=== Objective ===
Repeat the line that contains "Where in this photo can the picture on" and all lines after it through the end, exactly as they are, minus the pictures.

=== Data shown ===
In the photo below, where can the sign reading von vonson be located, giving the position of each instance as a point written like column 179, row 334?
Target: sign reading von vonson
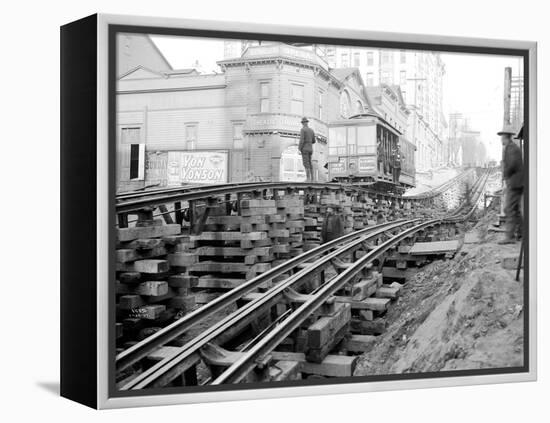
column 197, row 167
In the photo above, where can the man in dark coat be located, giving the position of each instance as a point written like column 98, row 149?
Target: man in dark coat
column 512, row 172
column 396, row 165
column 307, row 139
column 333, row 225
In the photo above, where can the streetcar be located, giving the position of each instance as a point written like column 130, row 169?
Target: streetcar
column 361, row 151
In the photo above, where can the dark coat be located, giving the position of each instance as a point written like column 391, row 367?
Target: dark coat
column 512, row 166
column 307, row 139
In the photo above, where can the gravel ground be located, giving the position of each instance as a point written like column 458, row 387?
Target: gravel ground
column 461, row 313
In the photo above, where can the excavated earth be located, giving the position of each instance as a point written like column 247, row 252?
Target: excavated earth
column 460, row 313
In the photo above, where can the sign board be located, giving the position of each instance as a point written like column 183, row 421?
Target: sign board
column 155, row 168
column 197, row 167
column 367, row 164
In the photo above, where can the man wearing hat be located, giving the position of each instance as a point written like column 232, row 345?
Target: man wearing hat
column 512, row 172
column 307, row 139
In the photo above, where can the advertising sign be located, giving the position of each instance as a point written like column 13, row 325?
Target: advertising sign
column 155, row 168
column 197, row 167
column 367, row 164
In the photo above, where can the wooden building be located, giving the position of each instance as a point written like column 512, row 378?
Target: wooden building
column 180, row 126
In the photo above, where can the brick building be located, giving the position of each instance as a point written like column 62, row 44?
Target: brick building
column 180, row 126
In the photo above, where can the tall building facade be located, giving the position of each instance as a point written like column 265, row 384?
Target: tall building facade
column 242, row 123
column 419, row 74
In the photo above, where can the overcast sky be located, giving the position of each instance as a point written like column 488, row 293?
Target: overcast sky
column 473, row 84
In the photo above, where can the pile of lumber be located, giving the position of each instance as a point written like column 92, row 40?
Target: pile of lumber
column 150, row 293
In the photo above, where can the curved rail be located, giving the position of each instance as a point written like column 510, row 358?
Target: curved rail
column 238, row 370
column 140, row 350
column 164, row 371
column 439, row 189
column 248, row 361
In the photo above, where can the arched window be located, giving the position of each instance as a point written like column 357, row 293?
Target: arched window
column 345, row 104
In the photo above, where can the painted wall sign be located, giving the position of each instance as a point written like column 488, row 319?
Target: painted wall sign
column 197, row 167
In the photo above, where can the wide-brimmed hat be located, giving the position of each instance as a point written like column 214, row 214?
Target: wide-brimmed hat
column 519, row 135
column 507, row 130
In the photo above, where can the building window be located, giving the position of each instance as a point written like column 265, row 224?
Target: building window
column 345, row 104
column 132, row 136
column 297, row 99
column 191, row 136
column 345, row 62
column 370, row 58
column 264, row 97
column 402, row 78
column 370, row 79
column 238, row 135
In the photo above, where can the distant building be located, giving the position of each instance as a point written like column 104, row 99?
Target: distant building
column 135, row 50
column 474, row 153
column 419, row 74
column 181, row 126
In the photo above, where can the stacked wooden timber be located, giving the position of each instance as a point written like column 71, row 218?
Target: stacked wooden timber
column 288, row 225
column 149, row 292
column 235, row 248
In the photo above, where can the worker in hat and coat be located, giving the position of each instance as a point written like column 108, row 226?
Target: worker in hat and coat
column 512, row 172
column 305, row 147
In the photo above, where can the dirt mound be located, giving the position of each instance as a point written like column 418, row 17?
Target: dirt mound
column 463, row 313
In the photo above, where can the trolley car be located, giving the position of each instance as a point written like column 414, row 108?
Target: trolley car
column 362, row 150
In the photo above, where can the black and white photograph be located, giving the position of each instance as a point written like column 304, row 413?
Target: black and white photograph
column 292, row 212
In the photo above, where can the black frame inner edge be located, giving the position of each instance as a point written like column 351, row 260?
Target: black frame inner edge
column 114, row 29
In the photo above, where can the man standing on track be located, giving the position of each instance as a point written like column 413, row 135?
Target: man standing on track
column 307, row 139
column 512, row 172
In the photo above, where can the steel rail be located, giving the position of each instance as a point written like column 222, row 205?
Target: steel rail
column 238, row 370
column 183, row 188
column 476, row 195
column 439, row 189
column 142, row 349
column 140, row 200
column 160, row 373
column 206, row 192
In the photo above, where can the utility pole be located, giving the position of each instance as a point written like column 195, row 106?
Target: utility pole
column 415, row 79
column 507, row 95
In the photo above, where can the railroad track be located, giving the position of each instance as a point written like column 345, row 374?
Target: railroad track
column 135, row 201
column 372, row 242
column 441, row 188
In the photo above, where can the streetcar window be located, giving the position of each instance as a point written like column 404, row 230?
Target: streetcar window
column 288, row 164
column 337, row 141
column 352, row 140
column 366, row 140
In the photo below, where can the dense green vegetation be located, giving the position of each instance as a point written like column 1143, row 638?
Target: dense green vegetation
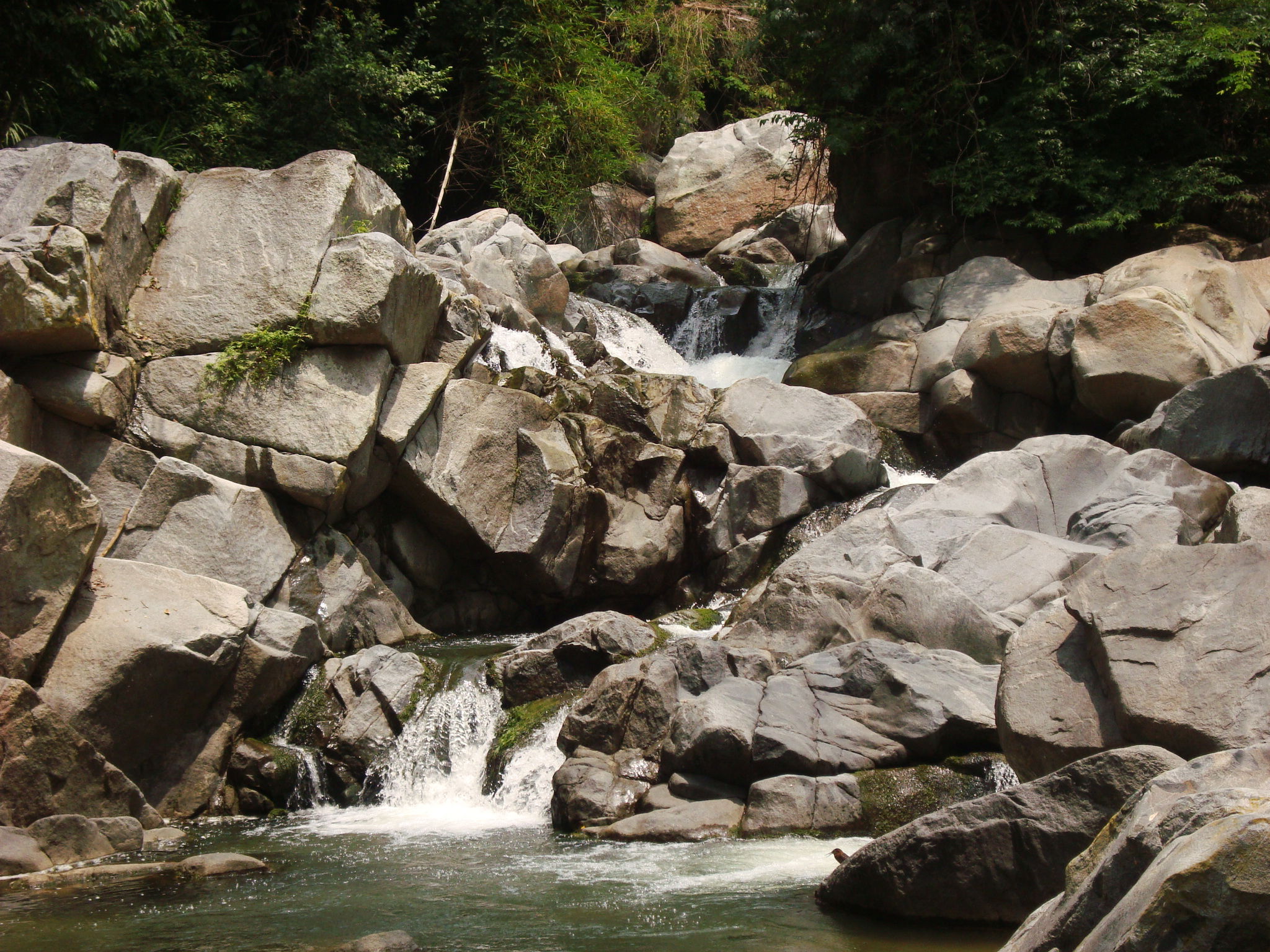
column 1060, row 115
column 544, row 95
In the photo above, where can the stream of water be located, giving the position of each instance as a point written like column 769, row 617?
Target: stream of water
column 460, row 868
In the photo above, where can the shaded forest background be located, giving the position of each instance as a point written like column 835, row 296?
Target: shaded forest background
column 1062, row 116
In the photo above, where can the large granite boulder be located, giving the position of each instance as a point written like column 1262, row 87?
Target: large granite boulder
column 1180, row 640
column 789, row 804
column 711, row 184
column 1165, row 319
column 1248, row 517
column 47, row 293
column 50, row 528
column 1219, row 423
column 493, row 470
column 206, row 526
column 113, row 471
column 502, row 253
column 92, row 387
column 569, row 655
column 1152, row 645
column 370, row 289
column 333, row 584
column 821, row 437
column 116, row 201
column 244, row 248
column 47, row 767
column 145, row 651
column 1174, row 860
column 324, row 404
column 998, row 857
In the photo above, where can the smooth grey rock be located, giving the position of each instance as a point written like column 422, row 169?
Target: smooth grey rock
column 794, row 804
column 370, row 289
column 933, row 701
column 808, row 603
column 670, row 266
column 221, row 865
column 1217, row 425
column 91, row 387
column 47, row 767
column 985, row 286
column 714, row 183
column 265, row 234
column 1108, row 883
column 70, row 838
column 1178, row 633
column 20, row 853
column 1248, row 517
column 141, row 639
column 714, row 733
column 314, row 483
column 117, row 200
column 206, row 526
column 47, row 281
column 997, row 857
column 50, row 527
column 126, row 833
column 567, row 658
column 376, row 685
column 492, row 469
column 596, row 788
column 1001, row 566
column 332, row 583
column 409, row 399
column 910, row 603
column 693, row 823
column 324, row 404
column 163, row 839
column 499, row 250
column 699, row 786
column 1052, row 707
column 628, row 705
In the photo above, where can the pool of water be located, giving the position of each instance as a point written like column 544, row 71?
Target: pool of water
column 471, row 880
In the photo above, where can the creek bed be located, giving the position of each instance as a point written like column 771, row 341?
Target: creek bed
column 471, row 879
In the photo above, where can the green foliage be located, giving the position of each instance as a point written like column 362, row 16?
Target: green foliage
column 259, row 356
column 1060, row 115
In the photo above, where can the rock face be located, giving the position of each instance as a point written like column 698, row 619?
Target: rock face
column 189, row 306
column 998, row 857
column 1176, row 860
column 500, row 252
column 207, row 526
column 964, row 564
column 1155, row 644
column 1217, row 423
column 50, row 527
column 47, row 767
column 567, row 658
column 144, row 654
column 116, row 202
column 711, row 184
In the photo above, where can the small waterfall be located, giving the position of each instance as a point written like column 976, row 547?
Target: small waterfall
column 310, row 777
column 735, row 333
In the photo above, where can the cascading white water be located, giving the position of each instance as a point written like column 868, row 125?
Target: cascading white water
column 700, row 338
column 432, row 778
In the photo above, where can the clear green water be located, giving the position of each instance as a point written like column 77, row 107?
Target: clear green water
column 343, row 874
column 463, row 871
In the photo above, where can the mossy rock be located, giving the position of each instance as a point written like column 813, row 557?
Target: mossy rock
column 518, row 725
column 897, row 795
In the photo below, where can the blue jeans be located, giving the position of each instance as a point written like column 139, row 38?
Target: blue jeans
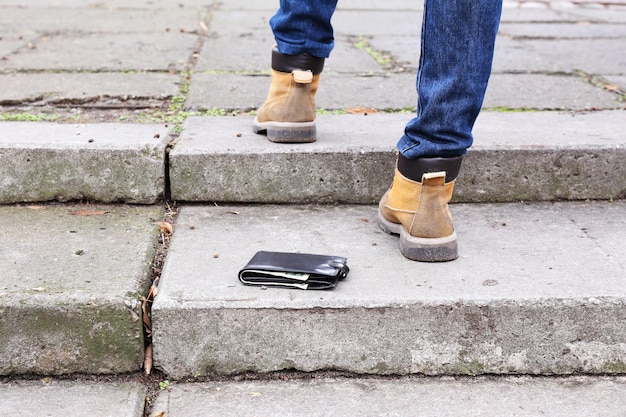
column 457, row 47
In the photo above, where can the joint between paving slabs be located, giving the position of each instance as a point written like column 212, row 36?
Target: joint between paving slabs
column 166, row 226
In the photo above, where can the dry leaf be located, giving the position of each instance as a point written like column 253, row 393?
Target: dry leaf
column 360, row 110
column 146, row 315
column 154, row 290
column 147, row 360
column 88, row 212
column 165, row 227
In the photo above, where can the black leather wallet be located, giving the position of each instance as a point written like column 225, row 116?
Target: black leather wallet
column 294, row 270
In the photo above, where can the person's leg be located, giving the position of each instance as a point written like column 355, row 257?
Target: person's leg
column 304, row 38
column 303, row 27
column 458, row 39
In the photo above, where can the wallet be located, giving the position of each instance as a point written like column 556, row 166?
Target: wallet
column 294, row 270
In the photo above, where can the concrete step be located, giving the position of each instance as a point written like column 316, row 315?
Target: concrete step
column 442, row 397
column 71, row 399
column 523, row 156
column 517, row 157
column 70, row 288
column 538, row 289
column 104, row 162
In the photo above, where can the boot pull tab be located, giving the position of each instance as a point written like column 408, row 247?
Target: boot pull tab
column 302, row 77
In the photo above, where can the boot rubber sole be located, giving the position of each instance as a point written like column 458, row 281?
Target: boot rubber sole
column 287, row 132
column 421, row 249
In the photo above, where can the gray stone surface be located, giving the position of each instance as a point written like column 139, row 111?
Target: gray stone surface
column 101, row 162
column 106, row 52
column 561, row 55
column 538, row 289
column 64, row 88
column 98, row 18
column 521, row 397
column 517, row 156
column 71, row 399
column 547, row 92
column 71, row 285
column 582, row 30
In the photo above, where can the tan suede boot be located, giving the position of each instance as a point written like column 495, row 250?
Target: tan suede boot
column 288, row 113
column 418, row 210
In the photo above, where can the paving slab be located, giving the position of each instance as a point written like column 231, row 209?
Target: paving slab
column 445, row 397
column 615, row 14
column 86, row 19
column 538, row 289
column 106, row 52
column 517, row 156
column 561, row 55
column 98, row 162
column 566, row 30
column 71, row 399
column 70, row 290
column 68, row 88
column 548, row 92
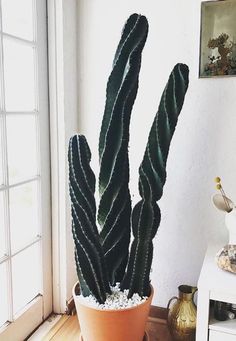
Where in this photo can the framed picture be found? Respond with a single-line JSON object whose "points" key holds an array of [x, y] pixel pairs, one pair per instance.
{"points": [[218, 39]]}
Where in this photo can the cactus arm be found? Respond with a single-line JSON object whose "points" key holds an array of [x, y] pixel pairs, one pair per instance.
{"points": [[152, 176], [115, 204], [89, 254]]}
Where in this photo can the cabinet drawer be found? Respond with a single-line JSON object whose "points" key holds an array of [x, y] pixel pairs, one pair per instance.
{"points": [[220, 336]]}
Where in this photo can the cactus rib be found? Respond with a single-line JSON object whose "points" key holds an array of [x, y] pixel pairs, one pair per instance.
{"points": [[89, 253], [152, 176], [115, 203]]}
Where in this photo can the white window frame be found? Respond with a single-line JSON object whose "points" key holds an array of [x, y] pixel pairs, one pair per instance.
{"points": [[64, 122], [39, 308]]}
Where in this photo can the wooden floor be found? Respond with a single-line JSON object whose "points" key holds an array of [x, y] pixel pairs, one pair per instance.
{"points": [[67, 329]]}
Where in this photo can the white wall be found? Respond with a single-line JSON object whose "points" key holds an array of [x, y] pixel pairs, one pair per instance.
{"points": [[203, 145]]}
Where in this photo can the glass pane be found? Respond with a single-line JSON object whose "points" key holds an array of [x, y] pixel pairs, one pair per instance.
{"points": [[2, 230], [22, 147], [3, 294], [19, 76], [24, 218], [26, 276], [17, 18]]}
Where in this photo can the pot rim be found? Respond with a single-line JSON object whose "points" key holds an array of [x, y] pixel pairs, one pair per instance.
{"points": [[112, 310]]}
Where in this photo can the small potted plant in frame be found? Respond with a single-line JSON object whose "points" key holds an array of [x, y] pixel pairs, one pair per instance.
{"points": [[113, 294]]}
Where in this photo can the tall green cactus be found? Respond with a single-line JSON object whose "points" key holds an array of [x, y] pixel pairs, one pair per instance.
{"points": [[101, 258], [152, 176], [115, 204], [89, 256]]}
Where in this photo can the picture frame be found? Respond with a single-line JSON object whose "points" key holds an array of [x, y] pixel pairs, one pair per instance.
{"points": [[218, 39]]}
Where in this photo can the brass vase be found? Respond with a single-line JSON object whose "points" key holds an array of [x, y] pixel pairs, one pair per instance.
{"points": [[182, 315]]}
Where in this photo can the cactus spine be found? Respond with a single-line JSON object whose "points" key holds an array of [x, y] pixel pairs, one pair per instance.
{"points": [[152, 176], [89, 257]]}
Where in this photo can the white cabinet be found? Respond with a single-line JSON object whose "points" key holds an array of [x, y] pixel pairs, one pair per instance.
{"points": [[214, 284], [220, 336]]}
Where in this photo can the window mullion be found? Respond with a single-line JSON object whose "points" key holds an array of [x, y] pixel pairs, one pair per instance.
{"points": [[5, 179]]}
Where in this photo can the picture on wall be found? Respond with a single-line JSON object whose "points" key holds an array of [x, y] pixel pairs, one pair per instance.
{"points": [[218, 39]]}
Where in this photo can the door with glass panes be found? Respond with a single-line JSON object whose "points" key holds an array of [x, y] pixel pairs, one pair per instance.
{"points": [[25, 230]]}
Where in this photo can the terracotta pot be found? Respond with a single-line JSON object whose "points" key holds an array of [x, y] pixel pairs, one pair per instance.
{"points": [[116, 325]]}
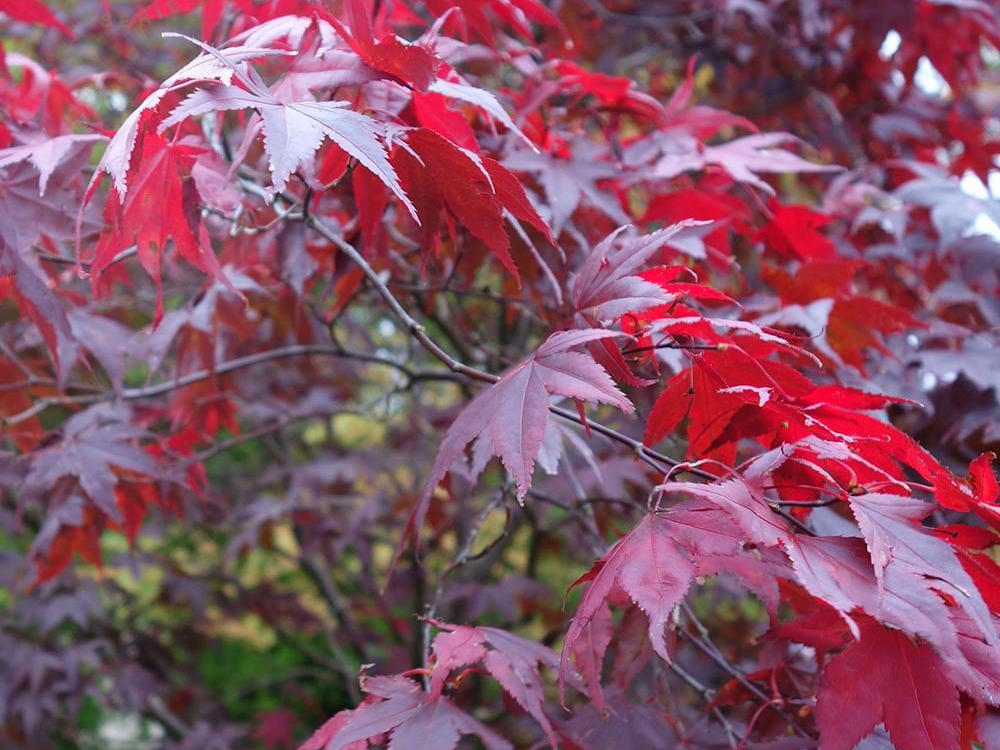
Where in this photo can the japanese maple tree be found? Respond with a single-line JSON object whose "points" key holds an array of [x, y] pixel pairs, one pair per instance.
{"points": [[499, 373]]}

=== Full answer ===
Where in this photo can the picture on wall be found? Respond with a single-line JSON object whose "points" key holds an array of [x, y] pixel pairs, one pair per instance.
{"points": [[218, 39]]}
Where in this photo can the door with glass panes be found? Respond with a single-line JSON object whose "points" key holds an array of [x, y] pixel pairs, one pair per instance.
{"points": [[25, 230]]}
Where in this photo can the terracotta pot be found? Respond with a single-line JSON object whose "points" key holds an array of [x, y] pixel pairs, one pair per instance.
{"points": [[116, 325]]}
Where in this photo can the japanese maple tree be found? Respond with a single-line JSON object whose "points" key holds an array of [x, y] pixel pairs, one pair per instance.
{"points": [[499, 373]]}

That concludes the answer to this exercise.